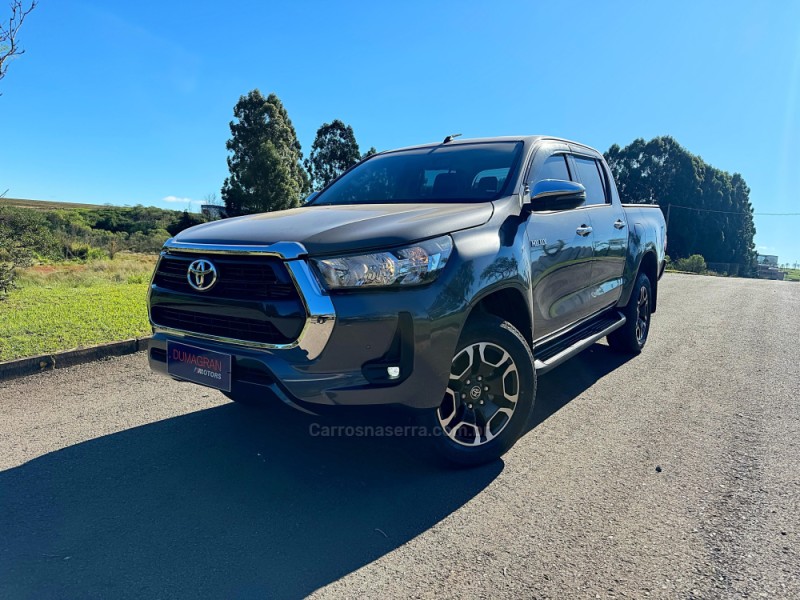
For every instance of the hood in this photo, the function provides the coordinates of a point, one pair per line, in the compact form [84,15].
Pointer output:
[344,228]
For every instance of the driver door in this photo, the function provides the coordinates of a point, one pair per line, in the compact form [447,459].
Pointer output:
[561,251]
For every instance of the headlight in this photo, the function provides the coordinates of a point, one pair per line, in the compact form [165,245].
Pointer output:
[412,265]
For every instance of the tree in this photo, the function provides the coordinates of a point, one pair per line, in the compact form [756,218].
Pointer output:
[334,151]
[9,45]
[709,209]
[369,153]
[265,169]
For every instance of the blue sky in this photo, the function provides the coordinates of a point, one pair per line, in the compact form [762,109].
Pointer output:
[129,102]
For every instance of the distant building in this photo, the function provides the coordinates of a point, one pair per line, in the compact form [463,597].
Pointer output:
[212,212]
[769,260]
[768,267]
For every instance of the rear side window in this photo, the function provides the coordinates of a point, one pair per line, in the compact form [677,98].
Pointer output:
[554,167]
[589,174]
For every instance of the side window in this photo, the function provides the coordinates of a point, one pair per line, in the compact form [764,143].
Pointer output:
[589,174]
[554,167]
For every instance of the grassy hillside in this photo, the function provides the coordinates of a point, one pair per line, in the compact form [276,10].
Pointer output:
[46,205]
[59,307]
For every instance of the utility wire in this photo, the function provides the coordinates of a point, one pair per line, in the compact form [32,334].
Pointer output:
[726,212]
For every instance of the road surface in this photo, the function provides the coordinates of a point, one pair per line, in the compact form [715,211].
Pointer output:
[673,474]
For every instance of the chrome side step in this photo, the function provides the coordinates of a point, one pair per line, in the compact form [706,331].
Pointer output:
[592,335]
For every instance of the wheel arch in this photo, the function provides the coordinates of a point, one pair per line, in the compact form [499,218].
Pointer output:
[649,266]
[508,303]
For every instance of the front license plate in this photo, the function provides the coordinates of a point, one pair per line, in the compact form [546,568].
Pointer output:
[212,369]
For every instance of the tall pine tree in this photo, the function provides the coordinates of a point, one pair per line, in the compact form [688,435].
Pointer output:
[266,173]
[334,151]
[711,212]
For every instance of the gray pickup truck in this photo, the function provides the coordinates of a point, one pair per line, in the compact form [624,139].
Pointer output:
[443,277]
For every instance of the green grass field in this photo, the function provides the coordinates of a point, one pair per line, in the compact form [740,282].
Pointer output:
[44,204]
[59,307]
[792,274]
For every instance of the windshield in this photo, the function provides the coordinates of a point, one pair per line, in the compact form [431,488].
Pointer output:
[456,173]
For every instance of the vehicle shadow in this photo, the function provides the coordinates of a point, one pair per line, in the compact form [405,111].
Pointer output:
[566,382]
[236,502]
[225,502]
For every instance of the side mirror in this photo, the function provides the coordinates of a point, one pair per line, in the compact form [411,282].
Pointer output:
[556,194]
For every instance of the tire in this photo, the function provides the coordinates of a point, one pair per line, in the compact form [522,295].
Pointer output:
[483,411]
[631,337]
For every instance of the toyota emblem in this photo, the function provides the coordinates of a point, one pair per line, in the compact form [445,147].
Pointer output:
[202,275]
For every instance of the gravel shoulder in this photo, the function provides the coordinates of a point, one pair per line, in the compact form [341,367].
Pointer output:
[673,474]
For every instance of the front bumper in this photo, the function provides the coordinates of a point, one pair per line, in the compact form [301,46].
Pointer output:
[350,339]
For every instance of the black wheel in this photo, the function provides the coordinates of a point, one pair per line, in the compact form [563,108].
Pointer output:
[489,397]
[631,337]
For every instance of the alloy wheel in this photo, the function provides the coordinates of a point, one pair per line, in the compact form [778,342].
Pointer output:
[482,394]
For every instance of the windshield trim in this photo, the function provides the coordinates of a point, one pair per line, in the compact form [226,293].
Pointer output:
[513,173]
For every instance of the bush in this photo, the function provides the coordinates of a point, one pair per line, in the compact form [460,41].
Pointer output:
[694,264]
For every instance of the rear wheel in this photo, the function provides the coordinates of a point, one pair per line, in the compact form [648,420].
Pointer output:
[489,397]
[631,337]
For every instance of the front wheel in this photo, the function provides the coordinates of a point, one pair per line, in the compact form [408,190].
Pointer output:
[489,397]
[631,337]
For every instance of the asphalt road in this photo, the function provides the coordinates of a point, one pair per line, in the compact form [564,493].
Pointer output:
[673,474]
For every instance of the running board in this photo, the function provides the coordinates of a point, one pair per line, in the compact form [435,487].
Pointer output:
[553,354]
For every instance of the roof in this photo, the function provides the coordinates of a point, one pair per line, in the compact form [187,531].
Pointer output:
[527,139]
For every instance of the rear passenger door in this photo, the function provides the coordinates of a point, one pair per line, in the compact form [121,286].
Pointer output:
[609,227]
[560,251]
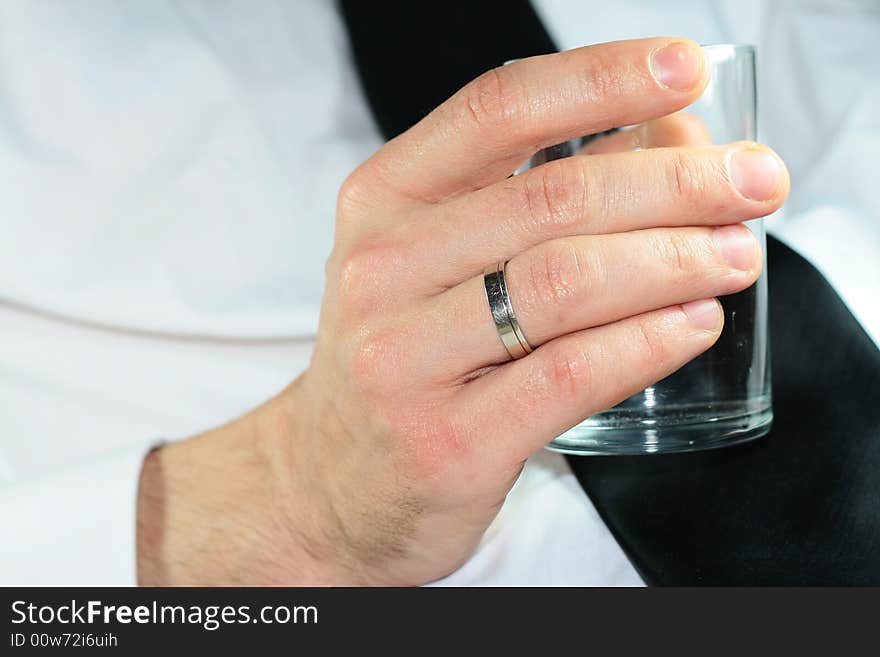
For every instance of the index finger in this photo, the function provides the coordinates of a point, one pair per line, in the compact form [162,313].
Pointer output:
[489,127]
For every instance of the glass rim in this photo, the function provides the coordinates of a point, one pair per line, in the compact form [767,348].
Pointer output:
[748,47]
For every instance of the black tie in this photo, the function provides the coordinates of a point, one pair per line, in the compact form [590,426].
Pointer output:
[800,506]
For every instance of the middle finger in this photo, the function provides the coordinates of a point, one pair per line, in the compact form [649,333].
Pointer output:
[567,285]
[596,194]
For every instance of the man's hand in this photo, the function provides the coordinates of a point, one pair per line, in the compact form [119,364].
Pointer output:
[387,459]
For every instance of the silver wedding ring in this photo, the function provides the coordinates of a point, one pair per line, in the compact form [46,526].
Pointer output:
[502,311]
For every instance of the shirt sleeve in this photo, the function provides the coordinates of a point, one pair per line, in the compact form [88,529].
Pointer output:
[75,528]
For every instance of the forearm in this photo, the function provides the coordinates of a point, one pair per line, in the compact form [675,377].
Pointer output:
[211,509]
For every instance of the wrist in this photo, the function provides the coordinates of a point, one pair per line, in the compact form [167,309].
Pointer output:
[220,508]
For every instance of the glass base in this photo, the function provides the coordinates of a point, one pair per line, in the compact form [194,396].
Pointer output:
[619,431]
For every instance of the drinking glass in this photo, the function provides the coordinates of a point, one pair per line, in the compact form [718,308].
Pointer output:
[723,396]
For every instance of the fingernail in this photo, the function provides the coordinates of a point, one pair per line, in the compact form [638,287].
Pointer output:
[755,173]
[704,314]
[738,246]
[678,66]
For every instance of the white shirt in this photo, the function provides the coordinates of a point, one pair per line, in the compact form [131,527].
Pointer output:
[168,173]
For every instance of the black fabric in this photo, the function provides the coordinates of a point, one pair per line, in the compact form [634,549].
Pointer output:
[411,56]
[800,506]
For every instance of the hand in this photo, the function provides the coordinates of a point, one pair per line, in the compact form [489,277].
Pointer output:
[387,459]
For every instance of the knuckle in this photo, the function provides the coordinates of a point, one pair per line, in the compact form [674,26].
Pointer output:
[555,197]
[652,343]
[605,79]
[491,100]
[375,360]
[555,275]
[680,255]
[568,371]
[360,273]
[685,180]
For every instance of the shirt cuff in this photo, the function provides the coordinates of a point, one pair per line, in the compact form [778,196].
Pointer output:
[75,528]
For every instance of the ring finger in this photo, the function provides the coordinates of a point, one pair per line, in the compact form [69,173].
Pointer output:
[570,284]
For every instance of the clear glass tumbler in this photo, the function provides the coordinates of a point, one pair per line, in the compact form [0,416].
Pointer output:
[723,396]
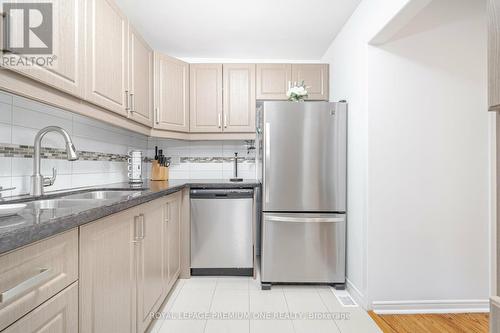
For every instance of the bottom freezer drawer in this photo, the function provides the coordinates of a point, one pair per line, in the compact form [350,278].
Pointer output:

------------------------

*GIVEN PROBLEM*: Reproduce the listing above exactly, excluding all pictures.

*SOLUTION FOR THIS TASK*:
For every instance of the hood in this photo, the function provides the coordinates of a point, one pair per line, in the compact form [84,15].
Pointer output:
[344,228]
For every instance of the driver door in this photo, the function provides the coordinates of a point, one pair per line, in the compact form [447,459].
Pointer output:
[561,251]
For every instance of the headlight in this photo, the function provides the coordinates of a point, one pair per line, in the compact form [165,245].
Pointer output:
[412,265]
For every instance of the tree in this photo, the function provides the coordinates of a point, one pair per line, in the compact form [756,218].
Pointer output:
[334,151]
[9,45]
[709,209]
[369,153]
[265,169]
For every instance of the blue sky in this photo, the function provides the coordinates of a point, one pair per line, in the compact form [762,109].
Pointer output:
[129,102]
For every instance of the distant building in this photo, the function provides the coordinates of a point, one pair per line, in the compact form [463,597].
Pointer output:
[212,212]
[769,260]
[768,267]
For every instance of the rear side window in this photo, the function provides the coordinates of a point, one pair per line, in the compact form [677,98].
Pointer output:
[554,167]
[589,174]
For every instance of the side window in this photo, the function provides the coordinates of a point, one pair per line, in the compact form [764,143].
Pointer output:
[589,174]
[554,167]
For every instance of the grassy hillside in this photo, the function provides the coordinates of a point, one pair per line, in the compact form [276,10].
Pointer output:
[46,205]
[59,307]
For every instance of the utility wire in this photo, the function provides the coordinates of a point, one pair per line, in the compact form [32,334].
Pointer output:
[726,212]
For every instance of the road surface in this photo, the function provides the coordinates of a point, one pair per line, in the compact form [715,211].
Pointer output:
[673,474]
For every instance of the chrome side step in this photo, the function provides the coordinates of a point, one pair per line, in the compact form [706,331].
Pointer output:
[592,335]
For every instance of the wheel arch in this photo, the function provides the coordinates of a point, one pair per line, in the compact form [499,218].
Pointer output:
[649,266]
[508,303]
For every instance of the front license plate in this photo, the function provides the coordinates of a point, one pair per line, in the compact form [546,568].
Pointer output:
[212,369]
For every instance of the tall pine tree in this photo, the function provides the coordinates of a point, one pair per line, in the compact form [688,435].
Pointer output:
[266,173]
[334,151]
[711,212]
For every instance of the gray pickup truck in this photo, the function provides the coordinates of a point, one pair per line, in the compact form [624,139].
Pointer output:
[443,277]
For every instance of the green grass field in this photo, the function provides the coordinates of a point, one pair per line, in the compact form [740,282].
Pointer output:
[44,204]
[59,307]
[792,274]
For every instance of the windshield in this photo, the function provides the coordinates of a point, one pair per line, in the compact form [431,488].
Pointer output:
[456,173]
For every instance of the vehicle shadow in this photo, the function provides the coordinates of a point, one pair per line, in the compact form [405,111].
Pointer output:
[566,382]
[236,502]
[225,502]
For every instance of the side mirror in this photo, the function provides the coordinates of a point, one pair per line, in the compact form [411,282].
Pointer output:
[556,194]
For every instance of the tire in this photo, the function provides the coordinates of a point, one pair per line, in the compact form [522,295].
Pointer output:
[483,411]
[631,337]
For every instance of the toyota emblem in this photo, the function provides the coordinates of a point, one pair per line, in the compact form [445,147].
Pointer output:
[202,275]
For every instance of the gravel shoulder in this photo, the function provides the coordinates of a point, one pair per line, in the compact form [341,367].
Pointer output:
[673,474]
For every instance of the front bumper in this photo, the function provides the coordinates of a point, one pair per line, in the compact form [301,46].
Pointer output:
[350,339]
For every instance of the black wheel in this photo, the function provides the coordinates of a point, one pair per line, in the compact form [563,108].
Pointer output:
[489,397]
[631,337]
For every instance of the alloy wheel in this photo, the function provides the coordinates of a point, one pair per line, in the compact form [778,342].
Pointer output:
[482,394]
For every instance of the windshield trim in this photo, the function provides the coordinates of a point, one pair per line, in the compact form [226,293].
Pointer output:
[513,173]
For every instance of the bush in this photo, the function provides the coordinates of a point, one pair per line, in the compact form [460,41].
Pointer output:
[694,264]
For every instance of the rear wheel in this photo, the function provides the coordinates of a point, one pair per line, in the compact form [648,420].
Pointer output:
[489,397]
[631,337]
For every instance of the front wheel in this photo, the function provides the coordinates of a point, one pair per line, in the compact form [408,190].
Pointer output:
[489,397]
[631,337]
For every instance of the asphalt road in this photo, the function provides the coordinates of a point, one pair per line, in the compact form [564,493].
Pointer output:
[673,474]
For every instance of the running board in this photo, the function provides the coordinates of a point, one pair per line, in the compact form [435,487].
Pointer output:
[553,354]
For every instance of the roof in this photo, the function provides the coordinates of a point, one pair per line, in the compact form [187,531].
Pointer output:
[527,139]
For every instance of the rear passenger door in this photo, the function provides the coordinates of a point, one pair per line, in the compact form [121,286].
Pointer output:
[609,227]
[560,251]
For every instance of the index finger in this photo, the function provides the coordinates of a point, one pair per line, in the compact form [162,313].
Pointer output:
[489,127]
For every instance of the glass rim in this photo, the function provides the coordinates of a point, one pair per line, in the compact form [767,348].
Pointer output:
[748,47]
For every instance of the black tie in this photo, the function provides the coordinates of a point, one pair per line, in the compact form [590,426].
Pointer output:
[800,506]
For every instance of the middle finger in this photo, the function provides the coordinates of a point, one pair per line, in the compact form [649,333].
Pointer output:
[567,285]
[596,194]
For every instance of the man's hand in this photo, the function provides the coordinates of a point, one pair per line, in the compact form [119,364].
Pointer output:
[387,459]
For every instance of the silver wedding ring in this photo, the function provides the coordinates of a point, one pair per line, in the compact form [46,526].
Pointer output:
[502,311]
For every instance of the shirt sleeve in this photo, the function provides the coordinates of a point, one pair per line, in the compact form [88,529].
Pointer output:
[75,528]
For every instance of the forearm in this photo, the function provides the coordinates of a point, one pair per line, in the compact form [675,377].
Pointer output:
[211,509]
For every instance of the wrist in this photo, the function provides the coordinates of a point, one pair per line, in the compact form [167,309].
Pointer output:
[220,508]
For every instance of the glass base in this photo, the function provides the coordinates of a point, one pair per line, in the compact form [194,396].
Pointer output:
[619,431]
For every instance of the drinking glass in this photo, the function provides the coordinates of a point, one pair per line, in the compact form [718,308].
Pointer output:
[723,396]
For every instance of the fingernail in this photo, the function provides the coordinates of a point, one pair per line, in the compact form [638,287].
Pointer output:
[755,173]
[704,314]
[738,246]
[678,66]
For every instance of the white shirt in this photo, the function provides the coordinates of a point, one pair per line, in the compact form [131,527].
Pointer output:
[168,173]
For every instance of the black fabric in this photo, the function provides the coordinates of a point, one pair per line, in the compact form [634,549].
Pointer output:
[411,56]
[800,506]
For every instance of the hand in this photo, the function provides the coordinates of a point, one pair per line, in the compact form [489,277].
Pointer output:
[387,459]
For every instance of the knuckle in this photo, the function provides the coordinates of a point, one pair per line, in the compact form [674,26].
Pointer output:
[555,197]
[652,343]
[605,79]
[491,100]
[375,360]
[555,275]
[680,255]
[568,371]
[360,273]
[685,180]
For every instance of the shirt cuff in this photo, the function provides the coordinates of a point, one pair per line, in the compact form [778,196].
Pointer output:
[75,528]
For every instance of the ring finger in this photo, the function provides the coordinates of a point, one pair per line, in the compact form [69,173].
Pointer output:
[570,284]
For every instance of the clear glass tumbler in this photo, the function provides the coordinates of a point, one pair per line, in the compact form [0,416].
Pointer output:
[723,396]
For every instance of the bottom freezer drawer in this photo, the function provides the coordinates of a point, one pair per line, in the compact form [350,278].
Pointer output:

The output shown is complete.